─── RECORDS SUPPLIED

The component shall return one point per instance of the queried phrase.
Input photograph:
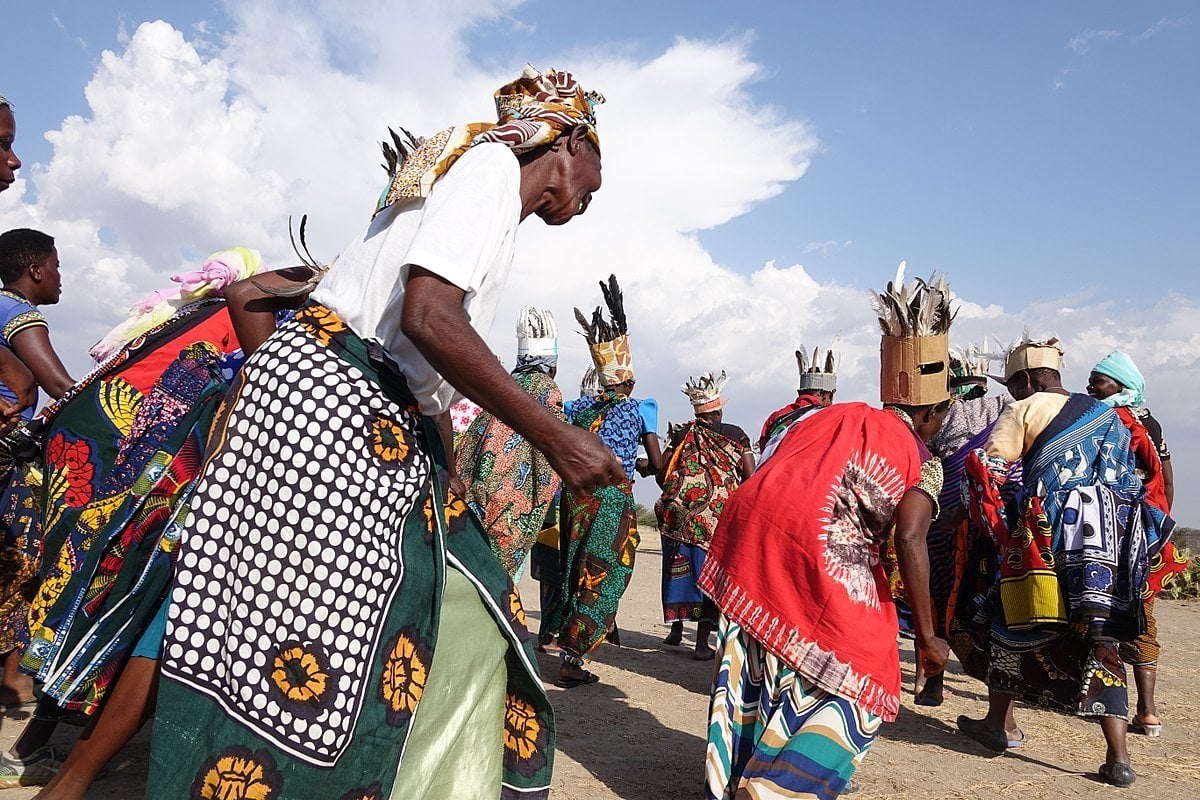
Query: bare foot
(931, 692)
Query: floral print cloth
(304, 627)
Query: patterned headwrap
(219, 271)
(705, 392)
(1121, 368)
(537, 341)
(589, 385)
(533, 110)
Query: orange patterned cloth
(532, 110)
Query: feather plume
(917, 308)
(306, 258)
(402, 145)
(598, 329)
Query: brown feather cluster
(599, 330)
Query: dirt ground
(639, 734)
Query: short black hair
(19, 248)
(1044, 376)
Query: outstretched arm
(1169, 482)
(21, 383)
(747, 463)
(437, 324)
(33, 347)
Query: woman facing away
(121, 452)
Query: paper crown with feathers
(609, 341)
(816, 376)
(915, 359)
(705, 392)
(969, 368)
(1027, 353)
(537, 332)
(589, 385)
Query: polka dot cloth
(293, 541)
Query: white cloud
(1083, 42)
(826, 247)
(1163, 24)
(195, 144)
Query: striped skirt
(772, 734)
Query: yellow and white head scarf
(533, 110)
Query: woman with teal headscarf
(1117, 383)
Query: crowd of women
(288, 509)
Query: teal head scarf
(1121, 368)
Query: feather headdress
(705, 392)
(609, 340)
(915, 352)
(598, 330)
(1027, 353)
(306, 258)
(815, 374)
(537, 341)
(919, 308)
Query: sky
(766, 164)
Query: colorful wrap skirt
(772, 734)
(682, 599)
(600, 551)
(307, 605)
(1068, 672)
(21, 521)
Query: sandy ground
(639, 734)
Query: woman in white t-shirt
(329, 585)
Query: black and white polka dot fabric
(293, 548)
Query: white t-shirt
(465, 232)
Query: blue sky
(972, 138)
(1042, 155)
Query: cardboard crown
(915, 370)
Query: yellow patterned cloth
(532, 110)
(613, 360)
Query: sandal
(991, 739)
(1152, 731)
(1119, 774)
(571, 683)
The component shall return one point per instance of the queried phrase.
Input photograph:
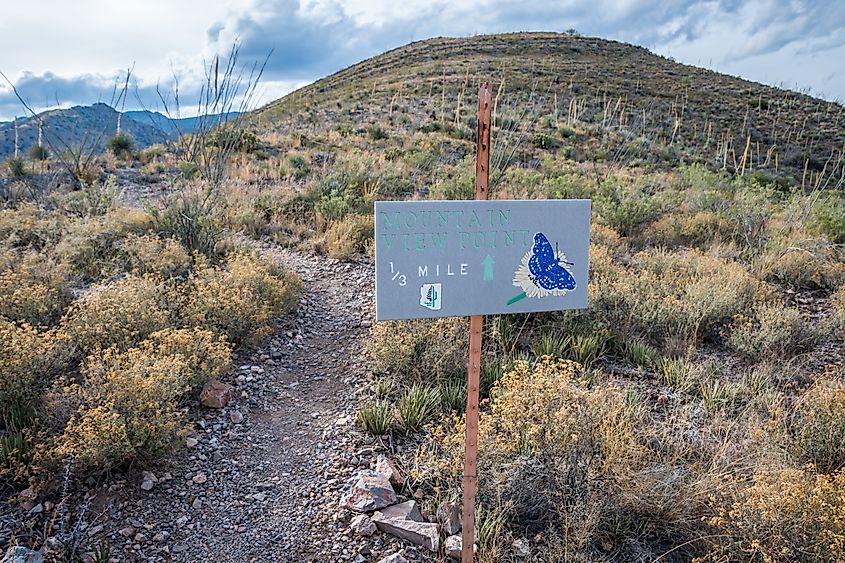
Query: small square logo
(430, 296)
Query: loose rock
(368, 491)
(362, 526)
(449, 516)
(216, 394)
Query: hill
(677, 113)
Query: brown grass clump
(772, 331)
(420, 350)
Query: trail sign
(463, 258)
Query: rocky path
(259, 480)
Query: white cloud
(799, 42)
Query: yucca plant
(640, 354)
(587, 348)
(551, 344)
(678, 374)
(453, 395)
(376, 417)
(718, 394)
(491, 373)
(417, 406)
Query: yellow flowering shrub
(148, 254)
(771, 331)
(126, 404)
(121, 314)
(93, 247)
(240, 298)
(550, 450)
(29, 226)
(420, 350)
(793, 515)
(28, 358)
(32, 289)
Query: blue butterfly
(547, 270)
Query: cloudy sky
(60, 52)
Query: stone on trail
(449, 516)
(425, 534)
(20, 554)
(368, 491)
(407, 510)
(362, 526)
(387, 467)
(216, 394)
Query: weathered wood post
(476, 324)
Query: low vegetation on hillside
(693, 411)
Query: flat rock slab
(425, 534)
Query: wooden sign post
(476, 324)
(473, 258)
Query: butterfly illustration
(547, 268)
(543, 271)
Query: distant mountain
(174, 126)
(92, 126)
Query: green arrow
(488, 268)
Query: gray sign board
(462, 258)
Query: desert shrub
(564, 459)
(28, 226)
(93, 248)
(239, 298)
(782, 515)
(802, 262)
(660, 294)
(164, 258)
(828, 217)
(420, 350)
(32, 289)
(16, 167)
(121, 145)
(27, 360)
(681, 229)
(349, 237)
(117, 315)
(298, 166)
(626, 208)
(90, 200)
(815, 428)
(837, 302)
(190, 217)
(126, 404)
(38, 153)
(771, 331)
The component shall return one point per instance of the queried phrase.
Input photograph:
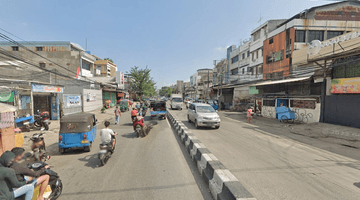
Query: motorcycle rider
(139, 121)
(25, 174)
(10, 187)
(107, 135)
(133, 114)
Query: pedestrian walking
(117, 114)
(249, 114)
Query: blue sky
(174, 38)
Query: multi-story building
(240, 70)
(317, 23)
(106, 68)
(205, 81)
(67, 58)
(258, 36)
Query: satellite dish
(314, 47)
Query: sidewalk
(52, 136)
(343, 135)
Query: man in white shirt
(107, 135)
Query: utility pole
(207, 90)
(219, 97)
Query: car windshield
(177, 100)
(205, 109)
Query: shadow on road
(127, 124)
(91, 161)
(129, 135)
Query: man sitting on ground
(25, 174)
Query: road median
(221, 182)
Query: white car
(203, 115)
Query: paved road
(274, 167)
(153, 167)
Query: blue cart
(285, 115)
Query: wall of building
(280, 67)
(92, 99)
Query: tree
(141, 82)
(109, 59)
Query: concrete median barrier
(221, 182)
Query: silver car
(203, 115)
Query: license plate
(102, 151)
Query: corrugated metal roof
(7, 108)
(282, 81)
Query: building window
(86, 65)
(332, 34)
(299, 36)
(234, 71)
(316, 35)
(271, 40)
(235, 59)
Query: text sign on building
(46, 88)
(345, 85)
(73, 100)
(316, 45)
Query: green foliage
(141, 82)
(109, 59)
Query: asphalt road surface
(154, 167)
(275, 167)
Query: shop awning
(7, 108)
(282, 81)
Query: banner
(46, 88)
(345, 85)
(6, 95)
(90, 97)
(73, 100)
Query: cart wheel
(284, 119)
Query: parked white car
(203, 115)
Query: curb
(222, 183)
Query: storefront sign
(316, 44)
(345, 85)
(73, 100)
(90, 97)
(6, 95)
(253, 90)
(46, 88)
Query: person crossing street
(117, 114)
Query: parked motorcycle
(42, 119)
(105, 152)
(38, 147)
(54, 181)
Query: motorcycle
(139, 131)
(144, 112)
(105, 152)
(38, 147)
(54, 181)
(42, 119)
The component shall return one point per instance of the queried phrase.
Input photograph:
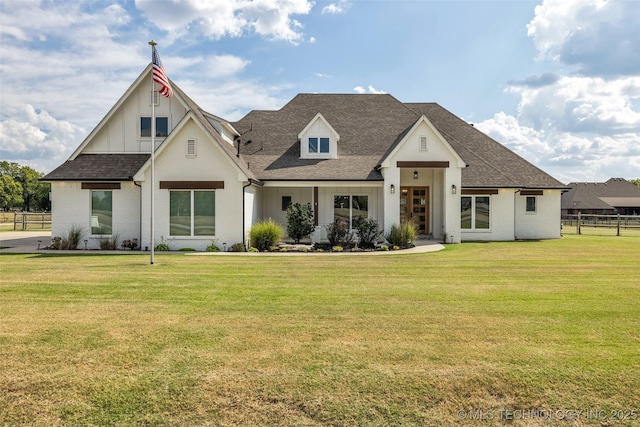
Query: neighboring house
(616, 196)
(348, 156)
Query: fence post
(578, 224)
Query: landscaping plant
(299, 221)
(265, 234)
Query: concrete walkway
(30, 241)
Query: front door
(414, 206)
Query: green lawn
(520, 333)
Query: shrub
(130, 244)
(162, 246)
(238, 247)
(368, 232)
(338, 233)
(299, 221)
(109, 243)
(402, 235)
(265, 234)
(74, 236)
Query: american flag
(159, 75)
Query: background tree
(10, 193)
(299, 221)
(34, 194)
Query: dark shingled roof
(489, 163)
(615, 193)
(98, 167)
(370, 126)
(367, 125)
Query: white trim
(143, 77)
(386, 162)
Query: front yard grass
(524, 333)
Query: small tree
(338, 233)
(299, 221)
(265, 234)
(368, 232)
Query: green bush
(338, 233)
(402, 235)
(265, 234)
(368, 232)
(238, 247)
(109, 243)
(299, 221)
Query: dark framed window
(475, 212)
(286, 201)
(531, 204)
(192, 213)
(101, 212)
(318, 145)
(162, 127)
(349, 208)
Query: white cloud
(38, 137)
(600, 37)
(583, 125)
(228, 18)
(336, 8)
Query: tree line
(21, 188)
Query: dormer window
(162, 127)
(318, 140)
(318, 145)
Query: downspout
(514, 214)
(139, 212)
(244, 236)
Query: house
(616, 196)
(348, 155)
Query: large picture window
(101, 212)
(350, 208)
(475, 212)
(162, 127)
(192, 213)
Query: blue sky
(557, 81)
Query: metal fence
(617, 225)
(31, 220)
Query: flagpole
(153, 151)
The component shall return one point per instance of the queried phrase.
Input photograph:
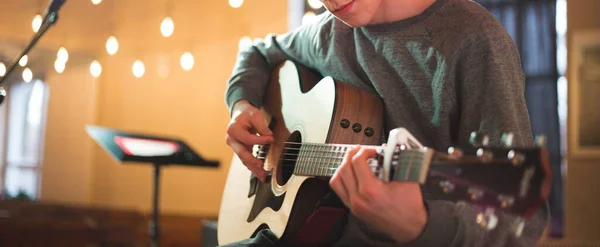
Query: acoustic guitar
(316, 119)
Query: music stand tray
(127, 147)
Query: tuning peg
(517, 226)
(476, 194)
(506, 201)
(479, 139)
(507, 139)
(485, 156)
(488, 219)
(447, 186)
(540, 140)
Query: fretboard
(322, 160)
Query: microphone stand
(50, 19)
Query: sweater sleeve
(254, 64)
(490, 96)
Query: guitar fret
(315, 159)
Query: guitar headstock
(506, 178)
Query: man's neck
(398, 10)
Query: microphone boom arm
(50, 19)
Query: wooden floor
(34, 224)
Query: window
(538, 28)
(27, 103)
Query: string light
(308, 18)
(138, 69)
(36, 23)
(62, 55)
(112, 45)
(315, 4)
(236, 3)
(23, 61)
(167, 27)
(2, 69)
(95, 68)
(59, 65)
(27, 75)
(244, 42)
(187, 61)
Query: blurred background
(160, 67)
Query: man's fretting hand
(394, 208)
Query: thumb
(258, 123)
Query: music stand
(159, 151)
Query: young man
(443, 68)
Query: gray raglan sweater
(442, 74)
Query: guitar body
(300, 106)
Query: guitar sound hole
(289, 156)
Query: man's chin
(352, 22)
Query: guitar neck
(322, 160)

──────

Copy out the line holding "Query: blurred background". Then copy every later line of the data, unchanged, through the last one.

ANSWER:
Query: blurred background
(160, 67)
Query: man's fretting hand
(394, 208)
Query: thumb
(258, 123)
Query: music stand
(159, 151)
Query: young man
(443, 68)
Query: gray raglan sweater
(442, 74)
Query: guitar body
(300, 106)
Query: guitar sound hole
(289, 156)
Query: man's chin
(352, 22)
Query: guitar neck
(322, 160)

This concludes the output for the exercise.